-- Set exercise --
Locate all lines in the rows below that contain the word "every" and copy each of them out.

[Raw records]
● ● ● ● ● ● ●
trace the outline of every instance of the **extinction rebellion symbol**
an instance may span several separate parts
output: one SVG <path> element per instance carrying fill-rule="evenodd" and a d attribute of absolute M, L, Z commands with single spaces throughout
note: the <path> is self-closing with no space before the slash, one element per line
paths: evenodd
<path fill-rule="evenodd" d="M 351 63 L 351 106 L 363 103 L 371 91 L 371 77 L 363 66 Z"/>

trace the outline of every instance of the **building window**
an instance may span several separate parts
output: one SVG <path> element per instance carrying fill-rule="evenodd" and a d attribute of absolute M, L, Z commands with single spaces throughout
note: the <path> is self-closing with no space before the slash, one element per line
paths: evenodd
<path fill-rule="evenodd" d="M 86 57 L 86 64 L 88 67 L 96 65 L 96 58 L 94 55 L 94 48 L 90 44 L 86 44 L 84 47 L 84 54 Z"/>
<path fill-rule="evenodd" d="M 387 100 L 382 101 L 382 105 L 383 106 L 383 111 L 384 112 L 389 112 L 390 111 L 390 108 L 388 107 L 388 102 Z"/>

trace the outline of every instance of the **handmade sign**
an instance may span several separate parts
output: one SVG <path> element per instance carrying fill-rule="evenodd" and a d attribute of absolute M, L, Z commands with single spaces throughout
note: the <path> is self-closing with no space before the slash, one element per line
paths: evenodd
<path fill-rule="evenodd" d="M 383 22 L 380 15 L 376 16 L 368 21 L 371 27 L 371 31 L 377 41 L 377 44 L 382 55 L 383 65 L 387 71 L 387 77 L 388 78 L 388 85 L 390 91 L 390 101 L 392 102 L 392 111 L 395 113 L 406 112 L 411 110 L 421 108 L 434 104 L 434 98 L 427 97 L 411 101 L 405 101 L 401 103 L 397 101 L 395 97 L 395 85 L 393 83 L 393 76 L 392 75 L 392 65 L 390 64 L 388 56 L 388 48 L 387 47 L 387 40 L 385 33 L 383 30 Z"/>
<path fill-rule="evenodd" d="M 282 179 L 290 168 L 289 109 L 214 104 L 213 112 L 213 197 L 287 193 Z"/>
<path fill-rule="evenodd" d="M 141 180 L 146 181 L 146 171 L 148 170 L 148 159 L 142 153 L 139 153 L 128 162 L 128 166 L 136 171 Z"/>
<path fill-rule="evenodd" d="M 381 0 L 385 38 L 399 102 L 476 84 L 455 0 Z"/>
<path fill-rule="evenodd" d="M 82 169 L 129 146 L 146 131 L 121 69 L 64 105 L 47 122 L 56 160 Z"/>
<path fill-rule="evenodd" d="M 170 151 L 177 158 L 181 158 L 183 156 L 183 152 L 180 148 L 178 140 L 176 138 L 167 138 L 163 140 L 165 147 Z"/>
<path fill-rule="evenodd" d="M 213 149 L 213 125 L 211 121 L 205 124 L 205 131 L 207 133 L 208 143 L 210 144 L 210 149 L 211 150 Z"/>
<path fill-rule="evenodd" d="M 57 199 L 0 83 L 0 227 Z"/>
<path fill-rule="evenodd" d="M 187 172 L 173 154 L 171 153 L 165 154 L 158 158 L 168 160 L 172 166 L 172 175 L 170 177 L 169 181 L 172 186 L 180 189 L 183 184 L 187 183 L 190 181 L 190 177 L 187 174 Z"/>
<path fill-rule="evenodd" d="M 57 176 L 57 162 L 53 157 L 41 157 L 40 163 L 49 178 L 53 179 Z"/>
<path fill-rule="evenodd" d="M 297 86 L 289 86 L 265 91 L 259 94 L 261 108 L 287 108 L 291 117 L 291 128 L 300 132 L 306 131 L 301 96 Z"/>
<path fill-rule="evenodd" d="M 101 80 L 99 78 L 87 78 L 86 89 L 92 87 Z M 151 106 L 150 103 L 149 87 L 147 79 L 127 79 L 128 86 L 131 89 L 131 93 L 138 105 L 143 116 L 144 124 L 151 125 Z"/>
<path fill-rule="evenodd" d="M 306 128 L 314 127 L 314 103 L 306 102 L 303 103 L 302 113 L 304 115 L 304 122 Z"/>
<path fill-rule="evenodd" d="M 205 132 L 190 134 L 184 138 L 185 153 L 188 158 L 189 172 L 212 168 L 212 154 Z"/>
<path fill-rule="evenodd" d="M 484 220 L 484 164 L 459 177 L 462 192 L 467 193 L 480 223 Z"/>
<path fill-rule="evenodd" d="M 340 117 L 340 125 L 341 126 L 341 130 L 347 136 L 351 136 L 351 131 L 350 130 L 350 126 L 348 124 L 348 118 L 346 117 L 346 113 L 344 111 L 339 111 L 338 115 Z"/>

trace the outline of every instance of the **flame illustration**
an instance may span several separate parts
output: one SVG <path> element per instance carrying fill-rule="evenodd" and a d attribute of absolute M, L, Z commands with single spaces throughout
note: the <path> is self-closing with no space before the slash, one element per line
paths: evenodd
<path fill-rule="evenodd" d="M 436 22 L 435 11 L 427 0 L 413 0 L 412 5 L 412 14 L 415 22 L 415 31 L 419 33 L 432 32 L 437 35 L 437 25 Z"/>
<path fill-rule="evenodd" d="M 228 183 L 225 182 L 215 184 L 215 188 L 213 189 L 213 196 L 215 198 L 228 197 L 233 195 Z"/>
● ● ● ● ● ● ●
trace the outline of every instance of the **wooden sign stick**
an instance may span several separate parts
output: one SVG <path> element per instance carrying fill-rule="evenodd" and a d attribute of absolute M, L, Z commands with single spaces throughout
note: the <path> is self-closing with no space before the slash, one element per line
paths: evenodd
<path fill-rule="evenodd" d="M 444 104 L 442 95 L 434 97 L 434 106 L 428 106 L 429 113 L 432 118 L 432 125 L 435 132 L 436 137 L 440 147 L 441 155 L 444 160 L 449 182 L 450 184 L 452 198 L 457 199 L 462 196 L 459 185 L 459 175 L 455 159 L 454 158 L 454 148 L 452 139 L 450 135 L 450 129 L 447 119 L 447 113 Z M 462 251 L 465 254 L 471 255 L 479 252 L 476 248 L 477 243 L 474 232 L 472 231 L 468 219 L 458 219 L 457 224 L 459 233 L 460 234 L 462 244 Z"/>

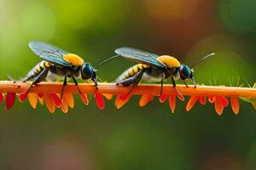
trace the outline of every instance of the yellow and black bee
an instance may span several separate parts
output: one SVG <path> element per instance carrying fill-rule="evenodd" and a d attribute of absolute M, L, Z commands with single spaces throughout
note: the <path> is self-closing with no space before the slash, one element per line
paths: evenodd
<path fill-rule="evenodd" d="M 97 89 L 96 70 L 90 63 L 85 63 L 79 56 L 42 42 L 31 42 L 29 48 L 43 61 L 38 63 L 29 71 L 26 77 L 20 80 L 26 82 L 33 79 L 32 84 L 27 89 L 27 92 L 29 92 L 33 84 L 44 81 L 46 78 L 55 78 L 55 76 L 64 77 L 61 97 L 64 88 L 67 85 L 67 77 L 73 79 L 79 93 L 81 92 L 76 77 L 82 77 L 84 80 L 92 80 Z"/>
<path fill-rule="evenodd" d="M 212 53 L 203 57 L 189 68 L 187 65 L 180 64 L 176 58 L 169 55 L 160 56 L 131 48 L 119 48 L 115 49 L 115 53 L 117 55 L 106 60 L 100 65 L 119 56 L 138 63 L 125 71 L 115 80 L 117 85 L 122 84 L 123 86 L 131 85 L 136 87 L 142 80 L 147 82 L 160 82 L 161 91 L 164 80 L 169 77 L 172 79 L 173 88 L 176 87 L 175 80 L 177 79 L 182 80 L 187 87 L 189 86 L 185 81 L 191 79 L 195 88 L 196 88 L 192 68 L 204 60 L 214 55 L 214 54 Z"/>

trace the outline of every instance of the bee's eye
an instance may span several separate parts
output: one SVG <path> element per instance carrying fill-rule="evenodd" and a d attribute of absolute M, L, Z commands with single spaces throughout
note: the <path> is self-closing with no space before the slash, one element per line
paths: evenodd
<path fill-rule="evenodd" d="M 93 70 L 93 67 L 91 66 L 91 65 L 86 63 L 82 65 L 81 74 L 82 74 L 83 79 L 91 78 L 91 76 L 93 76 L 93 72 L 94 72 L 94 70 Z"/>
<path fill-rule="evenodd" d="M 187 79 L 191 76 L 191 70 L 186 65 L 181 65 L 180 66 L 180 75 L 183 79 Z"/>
● ● ● ● ● ● ●
-- Exercise solution --
trace the outline of every instance of the **extinction rebellion symbol**
trace the outline of every instance of the **building window**
trace the outline of every instance of the **handmade sign**
trace the outline of every instance of the **flame illustration**
trace the outline of every instance of the **wooden sign stick**
trace the outline of every instance of the yellow and black bee
trace the outline of every instance of the bee's eye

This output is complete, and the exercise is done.